» Extract provided:
No single story mentions vodka specifically, but the book’s exterior is one big liquor ad, with pictures of the unmistakable -- and fetching -- Svedka spokes-robot on the front, back and spine. On the publication page, a strange paragraph reveals that the book was “made possible” by “the influence of Svedka, voted the Number One Vodka of 2033.”

I hope that means most of it was written when the authors were drunk. How else to explain contributor Rick Moody’s tired business plan for Times Square, Jay McInerney’s predictable screenplay of reverse sexual harassment and Rachel Shukert’s pointless memo about the Paris Hilton fellowship masquerading as real stories.

» Written task 1: Echo the passage of the review of the vodka-sponsored book from "No single story" up to and including "as real stories.".
» Written task 2: Continue the review of the vodka-sponsored book from its final sentence.

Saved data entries
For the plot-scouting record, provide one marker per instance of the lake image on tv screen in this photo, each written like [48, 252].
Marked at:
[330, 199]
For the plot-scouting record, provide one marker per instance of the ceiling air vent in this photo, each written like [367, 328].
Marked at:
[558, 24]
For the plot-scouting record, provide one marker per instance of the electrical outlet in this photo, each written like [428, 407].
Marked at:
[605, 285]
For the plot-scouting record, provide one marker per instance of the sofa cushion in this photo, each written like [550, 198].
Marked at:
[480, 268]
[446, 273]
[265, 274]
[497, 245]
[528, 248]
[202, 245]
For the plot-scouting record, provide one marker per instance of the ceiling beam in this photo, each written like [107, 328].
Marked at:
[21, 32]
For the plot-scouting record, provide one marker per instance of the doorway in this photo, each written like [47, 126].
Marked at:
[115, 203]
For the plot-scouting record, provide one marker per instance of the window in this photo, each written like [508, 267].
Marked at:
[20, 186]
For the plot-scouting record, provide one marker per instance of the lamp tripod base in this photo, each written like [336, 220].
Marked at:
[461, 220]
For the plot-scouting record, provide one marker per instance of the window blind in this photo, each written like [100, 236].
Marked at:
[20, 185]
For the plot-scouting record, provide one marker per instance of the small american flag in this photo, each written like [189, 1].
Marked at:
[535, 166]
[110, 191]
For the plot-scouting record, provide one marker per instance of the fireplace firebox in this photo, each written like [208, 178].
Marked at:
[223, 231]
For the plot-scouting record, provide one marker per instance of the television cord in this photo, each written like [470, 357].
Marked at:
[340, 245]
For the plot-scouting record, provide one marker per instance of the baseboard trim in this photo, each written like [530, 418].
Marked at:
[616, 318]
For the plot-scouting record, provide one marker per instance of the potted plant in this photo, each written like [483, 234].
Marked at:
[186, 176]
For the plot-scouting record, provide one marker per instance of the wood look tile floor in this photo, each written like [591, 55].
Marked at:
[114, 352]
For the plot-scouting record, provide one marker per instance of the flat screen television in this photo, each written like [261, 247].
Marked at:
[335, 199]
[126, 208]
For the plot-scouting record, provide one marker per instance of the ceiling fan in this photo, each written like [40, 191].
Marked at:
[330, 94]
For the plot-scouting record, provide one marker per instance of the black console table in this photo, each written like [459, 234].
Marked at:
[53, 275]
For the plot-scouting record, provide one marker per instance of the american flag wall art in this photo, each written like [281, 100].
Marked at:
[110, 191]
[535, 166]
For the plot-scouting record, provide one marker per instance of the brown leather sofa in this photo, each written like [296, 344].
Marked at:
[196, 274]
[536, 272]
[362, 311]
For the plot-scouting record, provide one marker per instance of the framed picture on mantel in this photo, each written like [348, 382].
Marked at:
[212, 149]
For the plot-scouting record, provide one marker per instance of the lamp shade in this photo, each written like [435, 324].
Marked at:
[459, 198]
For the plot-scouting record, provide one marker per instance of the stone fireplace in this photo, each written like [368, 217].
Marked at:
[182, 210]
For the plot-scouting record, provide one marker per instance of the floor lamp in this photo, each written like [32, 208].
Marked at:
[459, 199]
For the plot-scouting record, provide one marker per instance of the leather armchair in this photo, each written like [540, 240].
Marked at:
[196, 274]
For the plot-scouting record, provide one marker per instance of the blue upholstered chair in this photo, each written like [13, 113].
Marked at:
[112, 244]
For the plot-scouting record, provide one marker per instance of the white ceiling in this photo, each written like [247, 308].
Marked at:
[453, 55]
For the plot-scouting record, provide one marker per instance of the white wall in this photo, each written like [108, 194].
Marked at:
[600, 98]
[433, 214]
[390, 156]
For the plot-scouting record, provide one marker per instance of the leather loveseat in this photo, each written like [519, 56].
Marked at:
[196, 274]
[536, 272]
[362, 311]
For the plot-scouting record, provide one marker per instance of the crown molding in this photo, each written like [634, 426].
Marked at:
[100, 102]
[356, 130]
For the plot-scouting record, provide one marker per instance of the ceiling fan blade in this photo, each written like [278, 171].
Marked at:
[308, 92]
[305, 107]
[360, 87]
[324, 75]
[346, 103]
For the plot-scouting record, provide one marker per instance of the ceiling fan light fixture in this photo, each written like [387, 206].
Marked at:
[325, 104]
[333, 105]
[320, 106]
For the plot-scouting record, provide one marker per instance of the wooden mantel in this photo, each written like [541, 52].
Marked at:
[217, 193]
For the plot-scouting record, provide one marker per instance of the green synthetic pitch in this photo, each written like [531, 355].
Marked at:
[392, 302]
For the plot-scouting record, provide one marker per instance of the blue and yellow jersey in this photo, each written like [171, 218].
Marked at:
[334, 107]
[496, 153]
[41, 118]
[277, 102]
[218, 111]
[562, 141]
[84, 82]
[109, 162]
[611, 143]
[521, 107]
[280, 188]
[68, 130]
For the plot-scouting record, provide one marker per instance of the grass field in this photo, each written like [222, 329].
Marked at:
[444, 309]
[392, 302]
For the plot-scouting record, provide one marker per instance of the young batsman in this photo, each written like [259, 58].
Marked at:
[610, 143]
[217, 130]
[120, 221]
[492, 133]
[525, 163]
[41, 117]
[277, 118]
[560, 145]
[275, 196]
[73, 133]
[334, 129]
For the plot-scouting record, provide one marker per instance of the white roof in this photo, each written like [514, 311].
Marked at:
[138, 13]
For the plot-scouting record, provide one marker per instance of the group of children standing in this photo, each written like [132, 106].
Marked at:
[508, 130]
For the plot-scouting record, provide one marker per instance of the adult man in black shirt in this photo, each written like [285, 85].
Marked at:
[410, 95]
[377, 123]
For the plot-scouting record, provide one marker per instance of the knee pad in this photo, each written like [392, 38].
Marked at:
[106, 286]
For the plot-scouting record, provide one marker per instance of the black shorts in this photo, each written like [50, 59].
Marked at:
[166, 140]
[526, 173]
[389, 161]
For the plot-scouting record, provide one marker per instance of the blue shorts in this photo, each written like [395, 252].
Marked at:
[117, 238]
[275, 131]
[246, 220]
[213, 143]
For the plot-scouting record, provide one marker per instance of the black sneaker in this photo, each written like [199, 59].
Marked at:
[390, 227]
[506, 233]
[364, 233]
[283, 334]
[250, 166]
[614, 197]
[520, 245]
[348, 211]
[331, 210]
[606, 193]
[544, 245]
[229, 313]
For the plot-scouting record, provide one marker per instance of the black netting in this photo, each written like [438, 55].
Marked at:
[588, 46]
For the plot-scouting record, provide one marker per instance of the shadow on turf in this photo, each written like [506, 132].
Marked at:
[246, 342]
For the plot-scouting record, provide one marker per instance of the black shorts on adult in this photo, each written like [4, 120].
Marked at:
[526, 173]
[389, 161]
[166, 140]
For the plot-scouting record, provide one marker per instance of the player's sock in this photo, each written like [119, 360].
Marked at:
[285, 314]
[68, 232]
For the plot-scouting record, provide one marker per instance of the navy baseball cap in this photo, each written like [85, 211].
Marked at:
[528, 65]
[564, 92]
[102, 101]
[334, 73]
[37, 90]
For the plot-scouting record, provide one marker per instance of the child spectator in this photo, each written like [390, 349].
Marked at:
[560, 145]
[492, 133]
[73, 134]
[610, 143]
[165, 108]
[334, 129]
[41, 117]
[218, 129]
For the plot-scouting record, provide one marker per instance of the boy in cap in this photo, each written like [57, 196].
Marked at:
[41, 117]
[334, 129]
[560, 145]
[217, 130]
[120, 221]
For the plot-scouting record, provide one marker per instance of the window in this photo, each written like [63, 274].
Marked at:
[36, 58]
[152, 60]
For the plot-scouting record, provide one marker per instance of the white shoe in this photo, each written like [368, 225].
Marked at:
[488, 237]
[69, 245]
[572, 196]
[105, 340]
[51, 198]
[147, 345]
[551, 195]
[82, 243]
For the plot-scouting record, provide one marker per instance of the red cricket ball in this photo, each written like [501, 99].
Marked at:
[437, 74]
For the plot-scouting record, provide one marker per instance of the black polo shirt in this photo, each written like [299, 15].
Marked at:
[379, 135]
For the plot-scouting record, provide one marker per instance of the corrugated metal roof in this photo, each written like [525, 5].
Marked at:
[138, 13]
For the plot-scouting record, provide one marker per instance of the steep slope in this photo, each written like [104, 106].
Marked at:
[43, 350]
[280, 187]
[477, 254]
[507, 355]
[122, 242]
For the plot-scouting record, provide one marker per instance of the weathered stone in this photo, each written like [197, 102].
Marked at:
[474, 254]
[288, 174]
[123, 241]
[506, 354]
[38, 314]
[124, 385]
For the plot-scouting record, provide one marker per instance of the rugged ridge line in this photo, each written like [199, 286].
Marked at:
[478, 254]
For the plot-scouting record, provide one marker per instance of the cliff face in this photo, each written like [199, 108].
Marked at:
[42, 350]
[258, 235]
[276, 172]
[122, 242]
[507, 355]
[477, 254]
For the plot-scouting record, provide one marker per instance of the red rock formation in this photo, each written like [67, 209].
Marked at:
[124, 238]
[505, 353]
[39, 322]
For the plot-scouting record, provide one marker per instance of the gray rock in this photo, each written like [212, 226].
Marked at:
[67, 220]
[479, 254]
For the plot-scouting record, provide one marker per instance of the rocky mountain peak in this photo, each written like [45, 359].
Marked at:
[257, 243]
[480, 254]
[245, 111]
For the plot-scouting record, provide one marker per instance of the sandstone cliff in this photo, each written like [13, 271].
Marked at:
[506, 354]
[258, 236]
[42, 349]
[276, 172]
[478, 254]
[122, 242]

» Result 1:
No single story mentions vodka specifically, but the book’s exterior is one big liquor ad, with pictures of the unmistakable -- and fetching -- Svedka spokes-robot on the front, back and spine. On the publication page, a strange paragraph reveals that the book was “made possible” by “the influence of Svedka, voted the Number One Vodka of 2033.”

I hope that means most of it was written when the authors were drunk. How else to explain contributor Rick Moody’s tired business plan for Times Square, Jay McInerney’s predictable screenplay of reverse sexual harassment and Rachel Shukert’s pointless memo about the Paris Hilton fellowship masquerading as real stories.

» Result 2:
Not all the entries are unfortunate choices -- just as not all flavored vodkas were thought up in some trendy marketing hell. Will Self’s “The Principle” is hilarious and as good as his usual work. Jami Attenberg’s “In the Bushes” is a mournful ode to automobiles and sex. But as a whole, this gathering of very short stories tells us nothing about the future, only how vapid, meaningless and solipsistic our lives are now. By 2033, Jessica Simpson, Lindsay Lohan and the aforementioned Hilton -- in other words, the pop icons of 2007 -- will likely be forgotten, yet 11 of these 18 stories feature someone like them who is a regular in People magazine. Is it art? Or is it soup?

Well, so what if it’s not literature. In its primary function as a sales tool, it works. After reading these stories, I really wanted a good, stiff drink -- of old-fashioned bourbon.